> Excerpted records
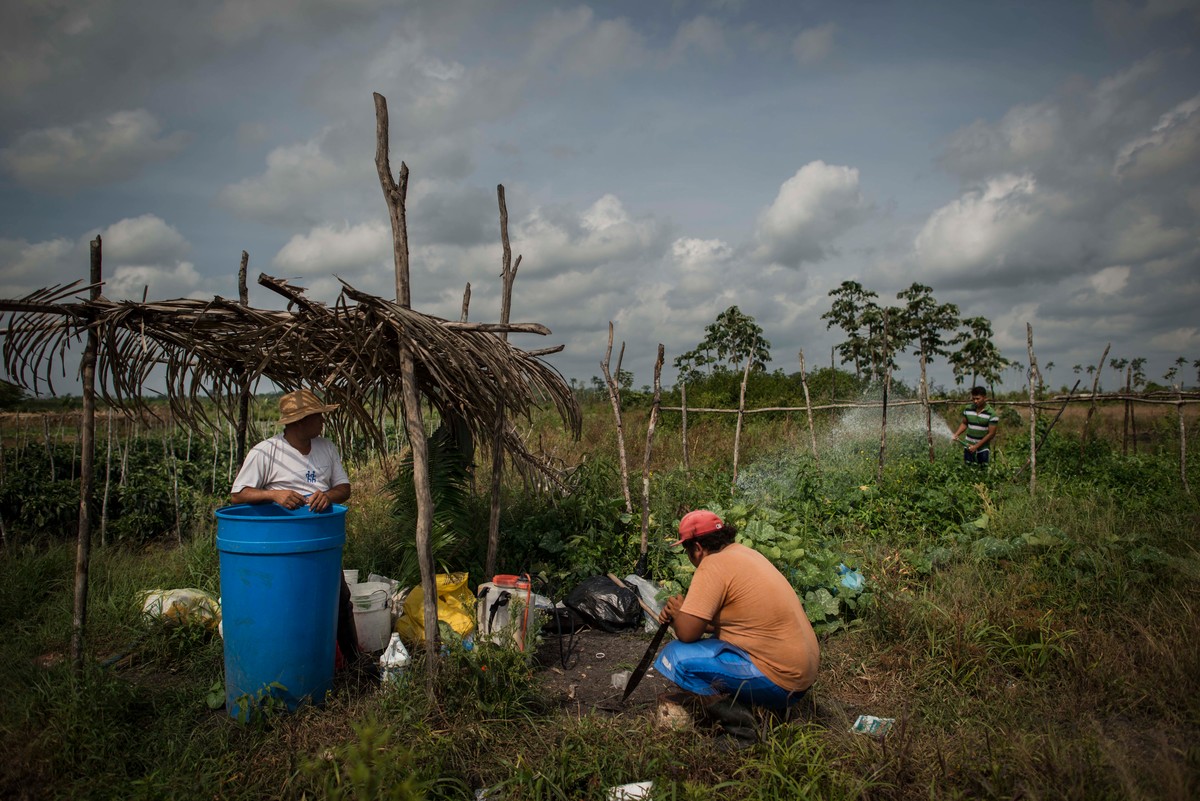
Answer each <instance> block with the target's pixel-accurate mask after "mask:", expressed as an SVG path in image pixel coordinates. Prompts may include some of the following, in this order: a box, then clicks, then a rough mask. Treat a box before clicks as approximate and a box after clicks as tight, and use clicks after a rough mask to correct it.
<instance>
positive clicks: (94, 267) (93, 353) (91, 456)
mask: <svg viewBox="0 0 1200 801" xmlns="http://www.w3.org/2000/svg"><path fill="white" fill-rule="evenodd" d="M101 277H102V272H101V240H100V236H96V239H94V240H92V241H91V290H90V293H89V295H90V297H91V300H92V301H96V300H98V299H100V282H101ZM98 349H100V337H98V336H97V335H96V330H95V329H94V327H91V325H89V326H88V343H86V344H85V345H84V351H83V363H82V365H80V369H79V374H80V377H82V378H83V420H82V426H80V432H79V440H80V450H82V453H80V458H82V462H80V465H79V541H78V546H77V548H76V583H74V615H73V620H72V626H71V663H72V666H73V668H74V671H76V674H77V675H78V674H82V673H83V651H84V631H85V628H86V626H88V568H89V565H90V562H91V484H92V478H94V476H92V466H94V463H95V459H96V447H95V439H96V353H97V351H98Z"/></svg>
* * *
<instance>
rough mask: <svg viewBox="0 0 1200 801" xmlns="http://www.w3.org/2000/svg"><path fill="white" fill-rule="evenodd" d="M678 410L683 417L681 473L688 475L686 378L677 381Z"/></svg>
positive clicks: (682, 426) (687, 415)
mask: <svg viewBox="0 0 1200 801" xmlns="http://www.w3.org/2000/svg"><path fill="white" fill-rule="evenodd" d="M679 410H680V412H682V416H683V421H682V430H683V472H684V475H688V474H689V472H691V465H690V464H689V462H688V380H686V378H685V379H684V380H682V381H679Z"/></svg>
...
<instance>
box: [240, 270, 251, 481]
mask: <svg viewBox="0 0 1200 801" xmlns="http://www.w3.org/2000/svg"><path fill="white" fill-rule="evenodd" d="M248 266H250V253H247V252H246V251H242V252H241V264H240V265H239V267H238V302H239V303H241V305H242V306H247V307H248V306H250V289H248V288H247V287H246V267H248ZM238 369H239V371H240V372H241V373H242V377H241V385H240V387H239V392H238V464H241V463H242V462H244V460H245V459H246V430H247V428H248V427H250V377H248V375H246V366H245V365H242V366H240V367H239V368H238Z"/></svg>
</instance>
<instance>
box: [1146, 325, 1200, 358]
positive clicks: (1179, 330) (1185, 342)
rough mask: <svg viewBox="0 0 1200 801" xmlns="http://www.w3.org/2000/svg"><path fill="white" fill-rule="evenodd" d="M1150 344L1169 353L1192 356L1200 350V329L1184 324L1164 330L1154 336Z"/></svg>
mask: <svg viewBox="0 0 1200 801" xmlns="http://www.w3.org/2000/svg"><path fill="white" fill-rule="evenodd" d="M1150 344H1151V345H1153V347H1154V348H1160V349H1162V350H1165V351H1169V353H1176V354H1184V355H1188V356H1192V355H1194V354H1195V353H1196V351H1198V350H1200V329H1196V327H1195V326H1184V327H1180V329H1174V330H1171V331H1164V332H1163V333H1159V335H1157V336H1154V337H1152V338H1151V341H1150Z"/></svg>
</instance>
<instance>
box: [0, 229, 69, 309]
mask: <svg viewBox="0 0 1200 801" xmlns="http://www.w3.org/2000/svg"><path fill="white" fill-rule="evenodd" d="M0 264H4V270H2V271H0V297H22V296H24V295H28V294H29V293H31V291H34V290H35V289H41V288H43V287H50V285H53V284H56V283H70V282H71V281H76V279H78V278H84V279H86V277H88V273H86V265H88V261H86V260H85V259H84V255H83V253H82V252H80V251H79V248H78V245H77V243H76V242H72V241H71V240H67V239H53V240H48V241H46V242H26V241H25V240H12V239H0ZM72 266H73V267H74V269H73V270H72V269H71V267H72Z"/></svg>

> Task statement
Write down, word for word, the lines above from the one containing "box: [240, 270, 251, 481]" through the one containing "positive clicks: (1179, 330) (1185, 342)", both ends included.

> Solution for this task
box: [240, 270, 251, 481]
mask: <svg viewBox="0 0 1200 801" xmlns="http://www.w3.org/2000/svg"><path fill="white" fill-rule="evenodd" d="M248 266H250V253H247V252H246V251H242V252H241V264H240V265H239V267H238V302H239V303H241V305H242V306H247V307H248V306H250V289H248V288H247V287H246V267H248ZM238 369H239V371H240V372H241V373H242V377H241V385H240V387H239V392H238V464H241V463H242V462H244V460H245V459H246V430H247V428H248V427H250V377H248V375H246V366H245V365H242V366H240V367H239V368H238Z"/></svg>
</instance>
<instance>
box: [1146, 325, 1200, 358]
positive clicks: (1179, 330) (1185, 342)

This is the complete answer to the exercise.